Problem to work on: Copy out each of the entries below word for word, keeping every line in its original order.

** BEGIN Information supplied **

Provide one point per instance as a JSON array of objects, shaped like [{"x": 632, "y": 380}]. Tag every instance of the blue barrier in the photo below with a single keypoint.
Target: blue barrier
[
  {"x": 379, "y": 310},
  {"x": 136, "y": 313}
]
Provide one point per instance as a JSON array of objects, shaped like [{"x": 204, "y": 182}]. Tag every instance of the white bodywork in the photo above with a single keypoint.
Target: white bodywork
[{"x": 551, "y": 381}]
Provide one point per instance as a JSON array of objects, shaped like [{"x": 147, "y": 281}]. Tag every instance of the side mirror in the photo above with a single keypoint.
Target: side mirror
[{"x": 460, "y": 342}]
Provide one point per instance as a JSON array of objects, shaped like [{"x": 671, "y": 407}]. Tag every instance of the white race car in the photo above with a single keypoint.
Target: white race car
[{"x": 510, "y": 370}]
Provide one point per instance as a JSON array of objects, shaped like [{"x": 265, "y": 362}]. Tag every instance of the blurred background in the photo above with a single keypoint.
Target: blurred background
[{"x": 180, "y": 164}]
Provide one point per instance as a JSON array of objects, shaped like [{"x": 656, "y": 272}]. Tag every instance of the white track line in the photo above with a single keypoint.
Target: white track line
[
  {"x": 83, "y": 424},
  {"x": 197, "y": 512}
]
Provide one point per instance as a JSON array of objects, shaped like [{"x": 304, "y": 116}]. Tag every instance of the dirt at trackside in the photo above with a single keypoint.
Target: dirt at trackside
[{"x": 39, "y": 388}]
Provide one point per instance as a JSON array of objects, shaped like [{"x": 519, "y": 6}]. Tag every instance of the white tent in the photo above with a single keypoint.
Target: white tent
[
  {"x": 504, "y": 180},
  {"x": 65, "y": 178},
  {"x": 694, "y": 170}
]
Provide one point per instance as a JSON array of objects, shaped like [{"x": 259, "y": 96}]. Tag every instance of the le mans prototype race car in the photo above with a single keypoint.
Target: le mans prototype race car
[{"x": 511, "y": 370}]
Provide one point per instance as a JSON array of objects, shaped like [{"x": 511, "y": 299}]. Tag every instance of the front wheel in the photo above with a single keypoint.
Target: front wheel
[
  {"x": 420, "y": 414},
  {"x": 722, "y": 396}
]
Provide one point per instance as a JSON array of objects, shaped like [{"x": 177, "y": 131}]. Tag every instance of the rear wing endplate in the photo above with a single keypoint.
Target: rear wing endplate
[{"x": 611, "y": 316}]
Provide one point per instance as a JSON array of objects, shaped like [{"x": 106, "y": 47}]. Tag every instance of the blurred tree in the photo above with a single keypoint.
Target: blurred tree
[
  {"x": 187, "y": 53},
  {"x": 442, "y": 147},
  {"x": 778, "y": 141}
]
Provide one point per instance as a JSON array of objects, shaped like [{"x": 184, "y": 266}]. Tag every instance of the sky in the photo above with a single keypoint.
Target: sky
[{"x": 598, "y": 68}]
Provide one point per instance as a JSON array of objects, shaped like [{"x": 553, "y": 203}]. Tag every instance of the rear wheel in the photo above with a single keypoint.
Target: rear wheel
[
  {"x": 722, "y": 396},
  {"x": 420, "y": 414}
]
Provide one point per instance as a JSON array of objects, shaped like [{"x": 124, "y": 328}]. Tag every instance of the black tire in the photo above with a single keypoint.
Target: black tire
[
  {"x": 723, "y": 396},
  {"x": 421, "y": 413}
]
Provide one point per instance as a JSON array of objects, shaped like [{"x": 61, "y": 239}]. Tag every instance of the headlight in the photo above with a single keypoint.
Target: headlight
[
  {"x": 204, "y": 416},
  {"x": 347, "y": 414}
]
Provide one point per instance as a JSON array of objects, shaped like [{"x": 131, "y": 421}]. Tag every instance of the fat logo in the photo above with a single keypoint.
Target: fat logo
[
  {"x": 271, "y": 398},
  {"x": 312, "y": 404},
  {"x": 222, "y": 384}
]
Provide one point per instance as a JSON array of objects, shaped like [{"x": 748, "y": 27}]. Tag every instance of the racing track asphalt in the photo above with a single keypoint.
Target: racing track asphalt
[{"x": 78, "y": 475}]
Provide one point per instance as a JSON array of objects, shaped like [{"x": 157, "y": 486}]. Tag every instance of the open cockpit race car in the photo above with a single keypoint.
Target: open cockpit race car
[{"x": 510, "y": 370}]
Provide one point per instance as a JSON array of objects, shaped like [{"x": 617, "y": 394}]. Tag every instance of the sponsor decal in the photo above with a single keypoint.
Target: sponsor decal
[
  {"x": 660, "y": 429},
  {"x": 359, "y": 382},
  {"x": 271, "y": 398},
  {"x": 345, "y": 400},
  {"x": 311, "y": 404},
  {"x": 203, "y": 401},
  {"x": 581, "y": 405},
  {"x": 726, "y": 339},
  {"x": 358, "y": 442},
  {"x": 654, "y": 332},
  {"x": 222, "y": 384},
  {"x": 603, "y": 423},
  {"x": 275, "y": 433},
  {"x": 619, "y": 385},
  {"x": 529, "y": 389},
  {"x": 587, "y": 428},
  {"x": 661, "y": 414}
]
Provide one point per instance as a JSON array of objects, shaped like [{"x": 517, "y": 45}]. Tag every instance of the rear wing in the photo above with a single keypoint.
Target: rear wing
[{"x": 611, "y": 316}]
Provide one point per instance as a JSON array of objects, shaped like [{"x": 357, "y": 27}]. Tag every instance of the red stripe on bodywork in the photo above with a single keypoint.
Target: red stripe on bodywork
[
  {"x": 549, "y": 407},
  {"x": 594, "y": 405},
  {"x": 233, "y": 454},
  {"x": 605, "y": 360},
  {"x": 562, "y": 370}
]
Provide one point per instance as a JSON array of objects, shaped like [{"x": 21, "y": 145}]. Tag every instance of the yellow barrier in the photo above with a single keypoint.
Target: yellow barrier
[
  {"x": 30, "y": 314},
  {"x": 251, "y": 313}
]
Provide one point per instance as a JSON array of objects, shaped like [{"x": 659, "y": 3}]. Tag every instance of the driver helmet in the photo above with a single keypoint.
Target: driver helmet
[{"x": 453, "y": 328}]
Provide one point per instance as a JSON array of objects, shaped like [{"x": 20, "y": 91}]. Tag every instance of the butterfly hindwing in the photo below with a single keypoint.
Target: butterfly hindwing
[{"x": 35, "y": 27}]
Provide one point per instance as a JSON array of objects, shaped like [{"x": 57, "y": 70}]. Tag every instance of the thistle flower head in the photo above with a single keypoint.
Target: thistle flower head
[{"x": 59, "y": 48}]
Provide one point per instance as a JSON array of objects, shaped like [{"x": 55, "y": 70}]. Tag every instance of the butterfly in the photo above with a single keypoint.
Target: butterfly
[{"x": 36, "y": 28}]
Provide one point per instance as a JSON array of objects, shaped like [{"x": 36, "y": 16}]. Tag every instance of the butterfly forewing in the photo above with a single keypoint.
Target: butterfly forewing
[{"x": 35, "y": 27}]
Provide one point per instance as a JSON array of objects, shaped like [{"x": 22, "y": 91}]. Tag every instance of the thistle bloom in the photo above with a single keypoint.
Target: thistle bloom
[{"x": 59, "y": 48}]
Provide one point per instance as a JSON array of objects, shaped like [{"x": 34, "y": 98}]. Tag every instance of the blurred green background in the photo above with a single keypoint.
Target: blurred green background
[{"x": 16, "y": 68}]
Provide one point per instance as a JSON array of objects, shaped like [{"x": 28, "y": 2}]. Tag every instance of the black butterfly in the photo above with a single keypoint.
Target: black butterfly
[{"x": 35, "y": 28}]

** END Information supplied **

Solution:
Provide one point per instance as a JSON array of objects, shaped like [{"x": 632, "y": 380}]. Tag every instance of the blue barrier in the photo below with a single keypoint.
Target: blue barrier
[
  {"x": 379, "y": 310},
  {"x": 136, "y": 313}
]
Provide one point per instance as a JSON array of objects, shaped like [{"x": 204, "y": 182}]. Tag every instance of the white bodywork in the photo above with a single keypoint.
Target: white bodywork
[{"x": 551, "y": 381}]
Provide one point per instance as a JSON array of objects, shaped like [{"x": 147, "y": 281}]. Tag every instance of the side mirror in the photo above with a single keypoint.
Target: side mirror
[{"x": 460, "y": 342}]
Provide one point per instance as a JSON array of objects, shaped like [{"x": 671, "y": 407}]. Tag every instance of the white race car in the photo above with a single keypoint.
Target: white race car
[{"x": 510, "y": 370}]
Provide one point per instance as a JSON array of objects, shaped like [{"x": 265, "y": 362}]. Tag every instance of the blurred background in the photo above with a single keypoint.
Target: blurred background
[{"x": 180, "y": 164}]
Provide one point per instance as a JSON array of objects, shaped like [{"x": 656, "y": 272}]. Tag every instance of the white track line in the photo above with a single keypoint.
Target: white track line
[
  {"x": 83, "y": 424},
  {"x": 197, "y": 512}
]
Provide one point per instance as a JSON array of objects, shaped like [{"x": 304, "y": 116}]. Tag every instance of the dirt at trackside in the photo above with a single keypoint.
Target: dirt at trackside
[{"x": 39, "y": 388}]
Provide one point per instance as a JSON array of objects, shaped like [{"x": 519, "y": 6}]. Tag every instance of the white tent in the photo above with a single keypoint.
Target: white tent
[
  {"x": 504, "y": 180},
  {"x": 65, "y": 178},
  {"x": 694, "y": 170}
]
Provide one point per instance as a JSON array of objects, shaped like [{"x": 259, "y": 96}]. Tag every instance of the le mans prototype race car in the photo above with a single keypoint.
Target: le mans prototype race car
[{"x": 511, "y": 370}]
Provide one point per instance as a JSON array of objects, shaped like [{"x": 511, "y": 299}]. Tag every instance of the front wheel in the photo above with a single keypoint.
Target: front wheel
[
  {"x": 420, "y": 414},
  {"x": 722, "y": 396}
]
Provide one point per instance as a JSON array of objects, shaped like [{"x": 177, "y": 131}]. Tag every instance of the rear wing endplate in the photo above with a single keypoint.
Target: rear wing endplate
[{"x": 611, "y": 316}]
Provide one point per instance as a JSON array of objects, shaped like [{"x": 106, "y": 47}]. Tag every instance of the blurred tree in the photo above with a single keypoint.
Target: blurred tree
[
  {"x": 187, "y": 53},
  {"x": 442, "y": 147},
  {"x": 778, "y": 141}
]
Provide one point per instance as a JSON array of objects, shaped like [{"x": 184, "y": 266}]. Tag every instance of the sky in the photo above with a single keypoint.
Target: sky
[{"x": 598, "y": 68}]
Provide one point per instance as a JSON array of objects, shaped like [{"x": 553, "y": 203}]. Tag every instance of the rear wheel in the photo above with a single keypoint.
Target: rear wheel
[
  {"x": 722, "y": 396},
  {"x": 420, "y": 414}
]
Provide one point per instance as a JSON array of objects, shaped like [{"x": 124, "y": 328}]. Tag every instance of the black tire in the photo above with a single keypoint.
Target: black tire
[
  {"x": 723, "y": 396},
  {"x": 421, "y": 413}
]
Provide one point per instance as a JSON array of objects, shaped like [{"x": 61, "y": 239}]. Tag every instance of the headlight in the photo above with a single keypoint.
Target: headlight
[
  {"x": 204, "y": 416},
  {"x": 347, "y": 414}
]
Provide one point per instance as a JSON array of objects, shaped like [{"x": 131, "y": 421}]. Tag every instance of the fat logo in the photo above with a single keypoint.
Target: fat logo
[
  {"x": 271, "y": 398},
  {"x": 312, "y": 404},
  {"x": 222, "y": 384}
]
Provide one point per instance as a JSON array of objects, shaped like [{"x": 748, "y": 27}]. Tag every instance of the racing track asphalt in the photo above with a single keypoint.
Target: racing track asphalt
[{"x": 78, "y": 475}]
Provide one point per instance as a JSON array of objects, shaped like [{"x": 157, "y": 486}]. Tag every instance of the open cockpit race car in the photo above with a single keypoint.
Target: open cockpit race car
[{"x": 510, "y": 370}]
Provide one point per instance as a JSON array of objects, shaped like [{"x": 617, "y": 394}]. Tag every instance of the sponsor decal in the photo above with a single keypoint.
Target: sponsor decal
[
  {"x": 660, "y": 429},
  {"x": 359, "y": 382},
  {"x": 271, "y": 398},
  {"x": 345, "y": 400},
  {"x": 311, "y": 404},
  {"x": 203, "y": 401},
  {"x": 581, "y": 405},
  {"x": 726, "y": 339},
  {"x": 358, "y": 442},
  {"x": 654, "y": 332},
  {"x": 222, "y": 384},
  {"x": 603, "y": 423},
  {"x": 275, "y": 433},
  {"x": 619, "y": 385},
  {"x": 529, "y": 389},
  {"x": 587, "y": 428},
  {"x": 661, "y": 414}
]
Provide one point per instance as a JSON array of objects, shaped like [{"x": 517, "y": 45}]. Tag every instance of the rear wing in the photo above with a single keypoint.
Target: rear wing
[{"x": 611, "y": 316}]
Provide one point per instance as a JSON array of objects, shaped like [{"x": 357, "y": 27}]. Tag every instance of the red stripe on bodywork in the photo above with a single keypoint.
Target: red stripe on bodywork
[
  {"x": 549, "y": 407},
  {"x": 594, "y": 405},
  {"x": 233, "y": 454},
  {"x": 605, "y": 360},
  {"x": 562, "y": 370}
]
Provide one point per instance as a JSON array of objects, shaped like [{"x": 21, "y": 145}]. Tag every instance of the yellow barrier in the photo above with a single keypoint.
Target: yellow barrier
[
  {"x": 30, "y": 314},
  {"x": 251, "y": 313}
]
Provide one point per instance as a JSON array of objects, shaped like [{"x": 659, "y": 3}]. Tag every instance of the driver helmet in the photo above with a single keypoint.
Target: driver helmet
[{"x": 453, "y": 328}]
Provide one point per instance as a JSON array of objects, shaped like [{"x": 20, "y": 91}]. Tag every instance of the butterfly hindwing in the photo below with a single keypoint.
Target: butterfly hindwing
[{"x": 35, "y": 27}]
Provide one point per instance as a JSON array of objects, shaped like [{"x": 57, "y": 70}]. Tag every instance of the thistle flower head in the photo above with a single keypoint.
Target: thistle flower head
[{"x": 59, "y": 48}]
Provide one point per instance as a JSON array of objects, shaped like [{"x": 55, "y": 70}]. Tag every instance of the butterfly in the photo above with a single keypoint.
Target: butterfly
[{"x": 36, "y": 28}]
Provide one point per instance as a JSON array of objects, shaped like [{"x": 36, "y": 16}]. Tag every instance of the butterfly forewing in the photo above with a single keypoint.
Target: butterfly forewing
[{"x": 35, "y": 27}]
Provide one point per instance as a JSON array of objects, shaped like [{"x": 22, "y": 91}]. Tag every instance of the thistle bloom in the photo above with a single keypoint.
Target: thistle bloom
[{"x": 59, "y": 48}]
Provide one point per instance as a JSON array of objects, shaped like [{"x": 34, "y": 98}]. Tag every instance of the blurred green background in the photo above with a single keypoint.
Target: blurred green background
[{"x": 16, "y": 68}]
Provide one point per instance as a JSON array of objects, shaped like [{"x": 28, "y": 2}]. Tag every instance of the black butterfly in the photo above with a single keypoint.
Target: black butterfly
[{"x": 35, "y": 28}]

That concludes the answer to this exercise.